■ Activities
1. Name each marker of cardiovascular disease in the numbered list of the heart health article.
2. From the heart health article, reproduce word for word the part that opens with the words containing "5- Poor Diet-A" and closes with "of cardiovascular disease.".

■ Document passage
==========
A Heart to Heart Health

Do you feel depressed for no reason? Have you lost your “zest” for life? Do you suffer from heart palpitations? Are you desperate for a decent night’s rest? According to Chinese medicine there are many emotions attached to an organ system.
The list above may describe an imbalance in the heart meridian, but it is also indicative of a possible hormone imbalance.

 

But although there may be emotional factors attached to a heart condition, oftentimes there are very few warning signs. It is important that we learn how to listen to our bodies and to take action against cardiovascular disease.

Cardiovascular disease affects the heart, blood vessels and arteries. This disease kills 870,000 Americans each year, and one in four women die from it each year. Early detection is key to preventing this disease, and although there may be few warning signs there are some markers to look for.

1- High blood pressure. Oftentimes this is a precursor to a heart condition.

2- High Cholesterol-Have your cholesterol checked yearly. Although high cholesterol can be a factor of the lifestyle we live, it can also be genetic. High cholesterol and cardiovascular disease are frequently not related, but it is better to be cautious. If your cholesterol is high despite being careful about what you eat, this may be a sign of liver congestion, which can be detoxified through various holistic modalities.

3- Excess Abdominal Fat- This is a key marker in cardiovascular disease.

4- Smoking- The evidence is overwhelming that smoking is a high risk factor for both cardiopulmonary and cardiovascular impairment.

5- Poor Diet-A diet high in saturated fats, refined carbohydrates, fried food, and sugar can increase your risk.

6- Hypothyroid Disease- Hypothyroid Disease causes abnormalities in the lipid metabolism, which can accelerate cardiovascular disease

7. Bleeding Gums: Bleeding gums can be a sign of a Vitamin C deficiency and or periodontal disease, which can increase your chances of cardiovascular disease.
==========
■ Point localization data
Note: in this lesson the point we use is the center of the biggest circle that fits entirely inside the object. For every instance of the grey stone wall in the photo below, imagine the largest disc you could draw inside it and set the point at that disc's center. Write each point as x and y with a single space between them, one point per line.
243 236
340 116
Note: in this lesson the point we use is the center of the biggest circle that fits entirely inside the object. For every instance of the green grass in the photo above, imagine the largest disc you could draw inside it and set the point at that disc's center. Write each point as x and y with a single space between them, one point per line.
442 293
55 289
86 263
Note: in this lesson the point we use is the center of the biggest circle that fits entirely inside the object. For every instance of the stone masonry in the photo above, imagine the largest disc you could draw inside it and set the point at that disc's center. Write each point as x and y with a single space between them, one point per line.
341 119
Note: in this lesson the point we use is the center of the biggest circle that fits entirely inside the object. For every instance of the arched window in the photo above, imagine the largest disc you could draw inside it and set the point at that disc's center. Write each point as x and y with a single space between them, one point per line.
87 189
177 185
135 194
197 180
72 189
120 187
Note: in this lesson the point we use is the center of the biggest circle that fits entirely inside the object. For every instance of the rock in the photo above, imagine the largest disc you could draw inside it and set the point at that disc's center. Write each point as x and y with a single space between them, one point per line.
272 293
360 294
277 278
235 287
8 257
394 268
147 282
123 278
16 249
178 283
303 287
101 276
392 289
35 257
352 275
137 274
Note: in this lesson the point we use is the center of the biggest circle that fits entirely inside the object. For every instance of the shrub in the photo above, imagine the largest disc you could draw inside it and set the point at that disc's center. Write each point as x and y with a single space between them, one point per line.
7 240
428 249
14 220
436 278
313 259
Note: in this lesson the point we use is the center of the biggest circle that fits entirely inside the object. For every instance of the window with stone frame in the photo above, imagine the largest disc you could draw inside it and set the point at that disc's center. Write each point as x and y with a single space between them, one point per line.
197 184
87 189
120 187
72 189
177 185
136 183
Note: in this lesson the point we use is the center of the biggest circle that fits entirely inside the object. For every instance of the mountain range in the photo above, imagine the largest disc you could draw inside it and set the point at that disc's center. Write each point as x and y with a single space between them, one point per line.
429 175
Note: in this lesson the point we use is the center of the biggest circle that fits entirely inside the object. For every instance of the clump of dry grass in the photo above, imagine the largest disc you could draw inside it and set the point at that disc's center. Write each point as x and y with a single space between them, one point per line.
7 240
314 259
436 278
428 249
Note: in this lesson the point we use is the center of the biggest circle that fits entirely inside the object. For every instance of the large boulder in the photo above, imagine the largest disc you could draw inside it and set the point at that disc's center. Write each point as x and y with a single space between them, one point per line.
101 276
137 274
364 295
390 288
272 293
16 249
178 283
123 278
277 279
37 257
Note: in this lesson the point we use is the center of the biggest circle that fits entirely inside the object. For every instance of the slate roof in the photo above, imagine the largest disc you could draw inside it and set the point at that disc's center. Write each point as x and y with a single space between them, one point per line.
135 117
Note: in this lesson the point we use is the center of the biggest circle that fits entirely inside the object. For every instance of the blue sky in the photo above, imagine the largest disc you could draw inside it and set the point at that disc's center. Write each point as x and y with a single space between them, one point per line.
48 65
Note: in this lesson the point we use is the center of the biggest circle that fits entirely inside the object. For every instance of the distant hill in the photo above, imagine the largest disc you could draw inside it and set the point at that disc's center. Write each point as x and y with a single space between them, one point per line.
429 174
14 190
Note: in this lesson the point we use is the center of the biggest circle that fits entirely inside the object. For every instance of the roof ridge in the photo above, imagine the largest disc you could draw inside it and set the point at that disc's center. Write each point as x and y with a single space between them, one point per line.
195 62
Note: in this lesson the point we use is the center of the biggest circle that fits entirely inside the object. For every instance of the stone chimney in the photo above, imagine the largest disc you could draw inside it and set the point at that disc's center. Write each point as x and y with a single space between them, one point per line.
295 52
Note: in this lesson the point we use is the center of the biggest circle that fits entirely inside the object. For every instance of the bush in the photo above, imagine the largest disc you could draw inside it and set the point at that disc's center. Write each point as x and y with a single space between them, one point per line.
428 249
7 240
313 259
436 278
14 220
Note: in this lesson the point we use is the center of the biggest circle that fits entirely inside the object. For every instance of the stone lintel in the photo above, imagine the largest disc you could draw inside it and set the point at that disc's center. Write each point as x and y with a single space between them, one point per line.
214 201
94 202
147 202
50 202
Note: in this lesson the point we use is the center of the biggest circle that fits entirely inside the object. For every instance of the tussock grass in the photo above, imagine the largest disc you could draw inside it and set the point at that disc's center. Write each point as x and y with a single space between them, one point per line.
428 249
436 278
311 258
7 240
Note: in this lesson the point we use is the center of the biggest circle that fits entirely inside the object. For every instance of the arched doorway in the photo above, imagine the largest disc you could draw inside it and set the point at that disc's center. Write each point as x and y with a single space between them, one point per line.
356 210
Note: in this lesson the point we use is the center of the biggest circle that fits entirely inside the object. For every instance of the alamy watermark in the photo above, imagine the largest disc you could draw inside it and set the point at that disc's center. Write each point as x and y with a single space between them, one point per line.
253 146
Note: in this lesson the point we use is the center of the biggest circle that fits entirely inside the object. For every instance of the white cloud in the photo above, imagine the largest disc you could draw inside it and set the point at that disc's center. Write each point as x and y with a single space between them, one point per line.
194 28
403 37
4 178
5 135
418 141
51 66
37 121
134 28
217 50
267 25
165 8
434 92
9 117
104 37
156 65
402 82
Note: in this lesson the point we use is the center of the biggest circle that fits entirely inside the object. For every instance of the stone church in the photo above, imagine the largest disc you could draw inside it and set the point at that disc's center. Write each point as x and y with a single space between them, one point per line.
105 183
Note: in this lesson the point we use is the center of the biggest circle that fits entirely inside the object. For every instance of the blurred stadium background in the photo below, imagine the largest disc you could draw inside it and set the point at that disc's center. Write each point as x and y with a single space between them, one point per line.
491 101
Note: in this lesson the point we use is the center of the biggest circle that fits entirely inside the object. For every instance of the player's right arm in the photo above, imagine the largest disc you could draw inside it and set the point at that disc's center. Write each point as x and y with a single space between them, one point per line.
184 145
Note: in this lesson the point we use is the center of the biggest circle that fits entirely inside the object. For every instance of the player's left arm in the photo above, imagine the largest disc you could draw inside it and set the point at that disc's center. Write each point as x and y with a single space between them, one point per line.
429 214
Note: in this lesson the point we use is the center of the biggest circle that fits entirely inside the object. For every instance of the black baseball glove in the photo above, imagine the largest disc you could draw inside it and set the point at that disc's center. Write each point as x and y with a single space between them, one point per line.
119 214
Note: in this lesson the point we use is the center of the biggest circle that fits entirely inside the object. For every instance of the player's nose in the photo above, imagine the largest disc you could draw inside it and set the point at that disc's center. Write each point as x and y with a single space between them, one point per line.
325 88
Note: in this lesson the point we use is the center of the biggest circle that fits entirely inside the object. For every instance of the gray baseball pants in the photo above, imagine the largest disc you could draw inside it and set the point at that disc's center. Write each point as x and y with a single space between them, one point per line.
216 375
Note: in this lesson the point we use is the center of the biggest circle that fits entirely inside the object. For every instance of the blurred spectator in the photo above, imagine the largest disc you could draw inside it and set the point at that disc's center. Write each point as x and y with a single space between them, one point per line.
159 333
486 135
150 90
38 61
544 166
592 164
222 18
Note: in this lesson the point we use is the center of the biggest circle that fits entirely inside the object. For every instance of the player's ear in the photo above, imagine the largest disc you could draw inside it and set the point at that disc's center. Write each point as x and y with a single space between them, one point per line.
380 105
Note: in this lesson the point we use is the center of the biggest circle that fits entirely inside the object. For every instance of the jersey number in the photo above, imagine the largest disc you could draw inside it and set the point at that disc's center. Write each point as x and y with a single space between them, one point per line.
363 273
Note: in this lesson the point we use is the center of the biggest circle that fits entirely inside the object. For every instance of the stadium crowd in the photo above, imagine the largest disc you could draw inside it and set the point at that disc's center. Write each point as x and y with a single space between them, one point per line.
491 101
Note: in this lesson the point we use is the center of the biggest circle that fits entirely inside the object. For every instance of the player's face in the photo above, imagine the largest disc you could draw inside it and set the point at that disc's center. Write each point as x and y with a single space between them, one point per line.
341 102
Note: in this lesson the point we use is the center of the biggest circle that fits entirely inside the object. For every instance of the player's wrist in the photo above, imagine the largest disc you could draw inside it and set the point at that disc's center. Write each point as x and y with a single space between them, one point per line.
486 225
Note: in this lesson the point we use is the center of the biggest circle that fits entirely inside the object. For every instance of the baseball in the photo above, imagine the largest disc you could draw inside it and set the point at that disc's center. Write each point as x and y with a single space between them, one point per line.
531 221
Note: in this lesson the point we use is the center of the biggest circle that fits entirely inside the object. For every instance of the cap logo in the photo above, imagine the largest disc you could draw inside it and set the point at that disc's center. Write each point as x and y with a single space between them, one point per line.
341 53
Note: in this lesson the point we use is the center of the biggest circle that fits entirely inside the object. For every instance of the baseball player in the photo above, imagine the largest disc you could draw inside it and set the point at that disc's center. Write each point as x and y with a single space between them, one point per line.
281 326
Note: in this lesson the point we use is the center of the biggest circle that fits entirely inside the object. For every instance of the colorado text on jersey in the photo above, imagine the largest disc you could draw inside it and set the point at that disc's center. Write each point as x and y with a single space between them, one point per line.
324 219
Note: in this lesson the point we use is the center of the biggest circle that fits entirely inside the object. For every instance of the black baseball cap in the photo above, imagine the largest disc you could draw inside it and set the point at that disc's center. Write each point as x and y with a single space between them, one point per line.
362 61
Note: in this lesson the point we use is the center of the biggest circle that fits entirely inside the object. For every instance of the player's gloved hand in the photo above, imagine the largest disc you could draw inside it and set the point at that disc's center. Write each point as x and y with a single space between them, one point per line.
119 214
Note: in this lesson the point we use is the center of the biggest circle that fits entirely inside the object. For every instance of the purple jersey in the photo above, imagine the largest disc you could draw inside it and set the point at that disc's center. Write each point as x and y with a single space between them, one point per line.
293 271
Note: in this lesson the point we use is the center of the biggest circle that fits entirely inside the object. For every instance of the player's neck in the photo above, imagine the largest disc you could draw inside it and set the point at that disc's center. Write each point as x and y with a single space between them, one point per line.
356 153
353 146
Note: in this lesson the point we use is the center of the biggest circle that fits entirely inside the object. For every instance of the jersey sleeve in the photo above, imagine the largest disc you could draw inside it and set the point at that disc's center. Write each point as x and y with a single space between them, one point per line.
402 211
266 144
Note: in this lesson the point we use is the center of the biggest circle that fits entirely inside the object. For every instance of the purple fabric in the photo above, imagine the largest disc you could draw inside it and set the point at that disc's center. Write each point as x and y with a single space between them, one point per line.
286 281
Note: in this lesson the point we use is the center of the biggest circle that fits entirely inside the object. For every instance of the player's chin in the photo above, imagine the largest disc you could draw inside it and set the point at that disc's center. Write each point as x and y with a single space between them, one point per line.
==========
■ Response list
1. High blood pressure, high cholesterol, excess abdominal fat, smoking, poor diet, hypothyroid disease, and bleeding gums.

2.
5- Poor Diet-A diet high in saturated fats, refined carbohydrates, fried food, and sugar can increase your risk.

6- Hypothyroid Disease- Hypothyroid Disease causes abnormalities in the lipid metabolism, which can accelerate cardiovascular disease

7. Bleeding Gums: Bleeding gums can be a sign of a Vitamin C deficiency and or periodontal disease, which can increase your chances of cardiovascular disease.